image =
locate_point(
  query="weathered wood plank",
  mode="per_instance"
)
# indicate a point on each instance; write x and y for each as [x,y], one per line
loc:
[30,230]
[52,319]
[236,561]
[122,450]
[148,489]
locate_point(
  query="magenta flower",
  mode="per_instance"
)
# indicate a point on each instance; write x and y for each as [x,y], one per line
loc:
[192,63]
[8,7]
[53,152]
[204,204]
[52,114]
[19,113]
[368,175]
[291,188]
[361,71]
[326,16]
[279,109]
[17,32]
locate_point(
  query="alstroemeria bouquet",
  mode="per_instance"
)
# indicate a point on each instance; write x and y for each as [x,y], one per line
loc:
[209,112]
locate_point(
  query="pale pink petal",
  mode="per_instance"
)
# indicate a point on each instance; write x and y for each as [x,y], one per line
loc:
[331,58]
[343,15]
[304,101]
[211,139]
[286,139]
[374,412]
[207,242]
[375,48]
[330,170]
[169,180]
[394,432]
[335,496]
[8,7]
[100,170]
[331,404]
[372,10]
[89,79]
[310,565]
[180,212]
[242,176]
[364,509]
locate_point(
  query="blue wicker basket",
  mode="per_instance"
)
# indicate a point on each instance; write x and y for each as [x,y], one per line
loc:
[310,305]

————————

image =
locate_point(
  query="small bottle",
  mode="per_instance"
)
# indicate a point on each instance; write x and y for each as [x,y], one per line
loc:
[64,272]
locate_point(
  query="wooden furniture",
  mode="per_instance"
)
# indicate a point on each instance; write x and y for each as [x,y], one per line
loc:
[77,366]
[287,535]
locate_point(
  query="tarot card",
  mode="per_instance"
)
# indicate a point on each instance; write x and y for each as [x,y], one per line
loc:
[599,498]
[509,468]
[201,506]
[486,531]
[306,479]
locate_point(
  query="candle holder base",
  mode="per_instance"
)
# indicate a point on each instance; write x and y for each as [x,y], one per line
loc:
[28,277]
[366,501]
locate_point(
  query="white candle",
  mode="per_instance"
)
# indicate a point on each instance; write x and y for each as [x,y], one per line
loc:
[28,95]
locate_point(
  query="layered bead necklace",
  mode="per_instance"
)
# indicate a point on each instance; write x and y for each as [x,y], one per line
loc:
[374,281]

————————

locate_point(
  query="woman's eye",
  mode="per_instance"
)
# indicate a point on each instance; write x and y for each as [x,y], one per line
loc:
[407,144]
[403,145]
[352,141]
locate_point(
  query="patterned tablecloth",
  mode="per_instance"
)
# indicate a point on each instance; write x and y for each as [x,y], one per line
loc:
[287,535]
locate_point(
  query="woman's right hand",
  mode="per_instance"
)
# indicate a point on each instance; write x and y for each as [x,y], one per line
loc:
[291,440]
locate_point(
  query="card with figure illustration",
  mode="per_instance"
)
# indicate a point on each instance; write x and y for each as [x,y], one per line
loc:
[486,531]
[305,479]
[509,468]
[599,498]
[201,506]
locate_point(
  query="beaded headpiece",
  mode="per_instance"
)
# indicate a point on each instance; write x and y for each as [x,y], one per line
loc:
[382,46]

————————

» REQUIREMENT
Extract every line of the data above that contains the word "candle", copying each one in full.

» RESULT FOR THIS TASK
  query="candle holder base",
  query="white candle",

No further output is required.